→ What is asked
A. Answer these questions about the extract below on Seattle's city indebtedness:
(i) What was the amount of warrant No. 1394 on the road fund?
(ii) On what date was the limit of one and one-half per cent reached?
(iii) What did the court do after the plaintiff's general demurrer was argued?
B. Continue the extract below on Seattle's city indebtedness, picking up after its final sentence.

→ Extract
------------------------------------------------------------------------

The answer of the city admitted the facts stated in the complaint to be true, but alleged affirmatively;

“(1) That by § 5 of the act of February 26, 1890 (Acts 1890, p. 225), all of the indebtedness of the city of Seattle in excess of one per cent, of the assessment of 1889, and not in excess of one and one-half per cent, thereof, was validated and made legal indebtedness thereof. (2) That on February 26, 1890, the absolute indebtedness of the city of Seattle, including the indebtedness thus legalized, did not reach the limit of one and one-half per cent., nor was that limit reached until April 29, 1890, and after the issuance of warrant No. 1394, on the road fund, for the sum of $1,575, included in class 3. (3) That by the terms of the said street improvement warrants, and under the law governing their issuance, they were not primarily a general liability of the city of Seattle, but were chargeable to and payable out of particular funds, to be derived from local assessments. (4) That the said condemnation awards were likewise not a primary or general liability of the city, but were chargeable and payable out of local assessments only.”

The plaintiff interposed a general demurrer to the answer, upon the argument of which the court sustained it as a demurrer to the complaint, and dismissed the action.

------------------------------------------------------------------------

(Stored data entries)
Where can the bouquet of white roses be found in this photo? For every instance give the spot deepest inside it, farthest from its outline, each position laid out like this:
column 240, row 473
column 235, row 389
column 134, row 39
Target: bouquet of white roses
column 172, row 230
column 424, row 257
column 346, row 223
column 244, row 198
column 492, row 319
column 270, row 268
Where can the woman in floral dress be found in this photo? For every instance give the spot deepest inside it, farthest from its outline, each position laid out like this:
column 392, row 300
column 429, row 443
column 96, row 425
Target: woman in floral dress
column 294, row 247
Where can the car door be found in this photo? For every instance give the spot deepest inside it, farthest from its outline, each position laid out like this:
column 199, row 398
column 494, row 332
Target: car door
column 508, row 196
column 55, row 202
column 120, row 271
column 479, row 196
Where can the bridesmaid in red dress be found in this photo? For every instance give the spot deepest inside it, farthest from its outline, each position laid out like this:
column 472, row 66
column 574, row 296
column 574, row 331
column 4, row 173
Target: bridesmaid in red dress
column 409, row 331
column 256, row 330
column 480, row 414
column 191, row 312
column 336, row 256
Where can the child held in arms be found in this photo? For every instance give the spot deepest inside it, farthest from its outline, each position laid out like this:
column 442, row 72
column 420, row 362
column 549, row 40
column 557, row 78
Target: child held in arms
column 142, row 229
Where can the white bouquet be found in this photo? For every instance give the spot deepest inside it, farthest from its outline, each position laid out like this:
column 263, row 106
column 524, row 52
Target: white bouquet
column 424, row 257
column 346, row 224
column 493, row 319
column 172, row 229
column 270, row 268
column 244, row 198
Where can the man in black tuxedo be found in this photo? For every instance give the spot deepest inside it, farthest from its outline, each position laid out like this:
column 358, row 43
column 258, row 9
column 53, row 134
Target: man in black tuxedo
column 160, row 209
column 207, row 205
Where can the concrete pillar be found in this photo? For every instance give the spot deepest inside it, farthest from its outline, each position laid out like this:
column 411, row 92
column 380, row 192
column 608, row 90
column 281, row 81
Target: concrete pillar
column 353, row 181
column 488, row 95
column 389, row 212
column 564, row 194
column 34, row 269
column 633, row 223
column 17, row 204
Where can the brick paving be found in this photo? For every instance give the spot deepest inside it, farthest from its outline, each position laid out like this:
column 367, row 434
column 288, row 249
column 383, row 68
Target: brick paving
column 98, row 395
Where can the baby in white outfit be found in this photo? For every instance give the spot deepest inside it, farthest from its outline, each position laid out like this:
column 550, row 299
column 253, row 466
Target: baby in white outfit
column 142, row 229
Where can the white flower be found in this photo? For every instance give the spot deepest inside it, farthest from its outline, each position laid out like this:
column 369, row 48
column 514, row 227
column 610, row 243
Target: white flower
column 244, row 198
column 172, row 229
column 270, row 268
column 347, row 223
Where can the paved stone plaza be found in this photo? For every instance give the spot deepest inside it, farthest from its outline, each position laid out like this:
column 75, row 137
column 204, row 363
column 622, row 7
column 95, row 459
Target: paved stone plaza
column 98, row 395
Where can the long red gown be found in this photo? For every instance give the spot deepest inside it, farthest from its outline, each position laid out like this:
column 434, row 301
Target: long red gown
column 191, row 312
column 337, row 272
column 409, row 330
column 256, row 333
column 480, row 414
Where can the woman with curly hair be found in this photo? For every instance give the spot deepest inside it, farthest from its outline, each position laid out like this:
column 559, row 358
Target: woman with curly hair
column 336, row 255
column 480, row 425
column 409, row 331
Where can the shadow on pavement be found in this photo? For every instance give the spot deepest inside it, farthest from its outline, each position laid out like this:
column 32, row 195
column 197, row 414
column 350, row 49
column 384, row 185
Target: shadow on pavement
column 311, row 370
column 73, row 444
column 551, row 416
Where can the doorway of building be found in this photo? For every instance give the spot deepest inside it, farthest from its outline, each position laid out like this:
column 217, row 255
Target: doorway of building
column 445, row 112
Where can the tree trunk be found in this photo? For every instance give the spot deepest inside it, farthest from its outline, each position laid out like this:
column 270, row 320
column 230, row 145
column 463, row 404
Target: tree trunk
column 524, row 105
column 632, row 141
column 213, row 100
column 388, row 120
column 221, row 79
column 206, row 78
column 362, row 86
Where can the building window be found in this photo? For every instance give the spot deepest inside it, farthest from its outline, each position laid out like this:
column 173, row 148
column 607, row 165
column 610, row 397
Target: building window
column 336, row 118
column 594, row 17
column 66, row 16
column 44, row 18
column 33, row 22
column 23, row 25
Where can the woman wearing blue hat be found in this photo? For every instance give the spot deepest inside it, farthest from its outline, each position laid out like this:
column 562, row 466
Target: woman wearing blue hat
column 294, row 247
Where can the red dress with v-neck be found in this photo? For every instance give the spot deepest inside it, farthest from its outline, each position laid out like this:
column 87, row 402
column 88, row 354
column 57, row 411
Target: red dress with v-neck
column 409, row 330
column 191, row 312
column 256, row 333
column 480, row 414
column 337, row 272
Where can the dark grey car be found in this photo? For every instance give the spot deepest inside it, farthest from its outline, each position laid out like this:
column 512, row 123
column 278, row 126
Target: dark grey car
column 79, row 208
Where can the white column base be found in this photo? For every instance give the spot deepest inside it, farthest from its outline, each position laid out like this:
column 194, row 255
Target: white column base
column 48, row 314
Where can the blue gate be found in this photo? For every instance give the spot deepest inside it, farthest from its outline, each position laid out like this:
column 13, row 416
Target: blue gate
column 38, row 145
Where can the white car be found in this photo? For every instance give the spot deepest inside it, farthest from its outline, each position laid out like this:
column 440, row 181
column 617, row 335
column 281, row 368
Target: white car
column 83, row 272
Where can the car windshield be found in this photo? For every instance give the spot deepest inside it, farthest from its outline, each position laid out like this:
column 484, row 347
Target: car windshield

------------------------------------------------------------------------

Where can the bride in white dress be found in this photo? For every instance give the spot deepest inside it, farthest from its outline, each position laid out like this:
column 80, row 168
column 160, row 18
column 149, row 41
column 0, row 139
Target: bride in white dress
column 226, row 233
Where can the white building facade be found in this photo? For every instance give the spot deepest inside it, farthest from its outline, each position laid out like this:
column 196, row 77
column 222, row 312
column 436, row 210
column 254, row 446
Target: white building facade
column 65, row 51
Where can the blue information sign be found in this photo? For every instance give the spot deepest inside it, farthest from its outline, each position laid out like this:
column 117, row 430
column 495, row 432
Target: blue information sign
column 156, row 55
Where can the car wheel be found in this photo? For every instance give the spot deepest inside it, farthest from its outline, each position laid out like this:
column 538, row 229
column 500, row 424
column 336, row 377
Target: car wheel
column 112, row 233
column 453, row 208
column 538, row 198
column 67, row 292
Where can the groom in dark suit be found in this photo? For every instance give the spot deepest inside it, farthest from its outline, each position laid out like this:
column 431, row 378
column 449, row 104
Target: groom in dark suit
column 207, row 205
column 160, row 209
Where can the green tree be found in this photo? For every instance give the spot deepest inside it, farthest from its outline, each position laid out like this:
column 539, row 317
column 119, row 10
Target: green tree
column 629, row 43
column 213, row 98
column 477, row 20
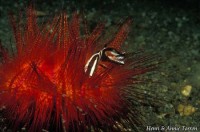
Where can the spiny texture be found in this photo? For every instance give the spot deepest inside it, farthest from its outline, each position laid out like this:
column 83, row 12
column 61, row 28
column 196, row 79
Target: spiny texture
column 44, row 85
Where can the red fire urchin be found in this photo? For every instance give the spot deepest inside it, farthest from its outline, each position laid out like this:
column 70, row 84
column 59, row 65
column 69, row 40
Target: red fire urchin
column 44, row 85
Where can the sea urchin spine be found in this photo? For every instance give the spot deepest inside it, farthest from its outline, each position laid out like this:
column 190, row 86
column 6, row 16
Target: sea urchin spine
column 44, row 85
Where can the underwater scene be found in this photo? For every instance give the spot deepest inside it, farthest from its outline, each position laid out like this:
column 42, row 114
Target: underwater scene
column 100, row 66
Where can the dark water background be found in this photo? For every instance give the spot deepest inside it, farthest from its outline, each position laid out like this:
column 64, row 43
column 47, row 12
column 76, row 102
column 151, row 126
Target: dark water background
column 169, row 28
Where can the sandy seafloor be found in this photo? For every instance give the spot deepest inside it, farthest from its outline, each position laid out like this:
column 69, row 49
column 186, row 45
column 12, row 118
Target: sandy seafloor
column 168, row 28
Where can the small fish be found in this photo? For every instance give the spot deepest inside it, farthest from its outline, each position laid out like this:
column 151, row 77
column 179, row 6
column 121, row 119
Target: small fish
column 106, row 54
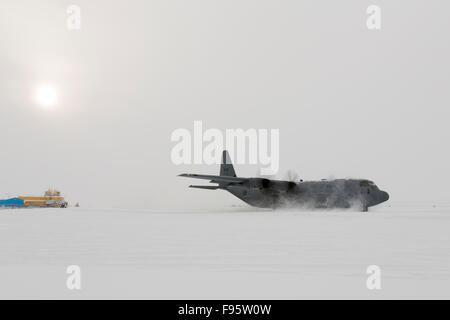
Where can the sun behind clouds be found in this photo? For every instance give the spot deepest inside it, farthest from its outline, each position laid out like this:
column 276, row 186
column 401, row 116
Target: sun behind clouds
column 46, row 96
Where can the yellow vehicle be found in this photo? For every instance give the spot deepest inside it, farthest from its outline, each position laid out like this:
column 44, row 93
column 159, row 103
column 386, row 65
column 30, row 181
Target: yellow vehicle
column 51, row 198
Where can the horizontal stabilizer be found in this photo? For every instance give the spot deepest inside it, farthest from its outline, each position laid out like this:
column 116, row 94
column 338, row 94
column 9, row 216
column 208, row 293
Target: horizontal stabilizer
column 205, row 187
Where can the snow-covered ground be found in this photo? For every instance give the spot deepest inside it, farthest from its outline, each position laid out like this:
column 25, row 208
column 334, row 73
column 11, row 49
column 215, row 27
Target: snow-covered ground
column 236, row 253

------------------------------------------------------------------------

→ Results of the tasks
A.
(i) $1,575
(ii) April 29, 1890
(iii) It sustained the demurrer as a demurrer to the complaint and dismissed the action.

B.
*582Before proceeding to pass upon the other features of this case we will speak of the two classes of alleged indebtedness which would absorb a very large portion of the city’s debt creating power if they were to be counted as a part of its constitutional liabilities, viz., the street improvement warrants and the condemnation awards.

First: Under the charter of 1886 the city of Seattle had the power to make street improvements either with funds drawn directly from the treasury or by creating local assessment districts upon the property, within which a special levy could be laid to pay for the entire expense. These warrants were the result of proceedings of the latter class. They show upon their face that they are payable out of the “street improvement funds, under ordinance No. —.” The agreements with the contractors for the work were to the effect that they should be paid “out of a special fund.” It is fair to presume that the special funds have been provided by the city in all these eases, and that in due course the money will be realized to pay off the warrants. What might be the liability of the city in case it should fail, neglect or refuse to collect special taxes in such cases, is not for us to say here. It suffices that there is no present liability on the part of the city to pay out of its treasury.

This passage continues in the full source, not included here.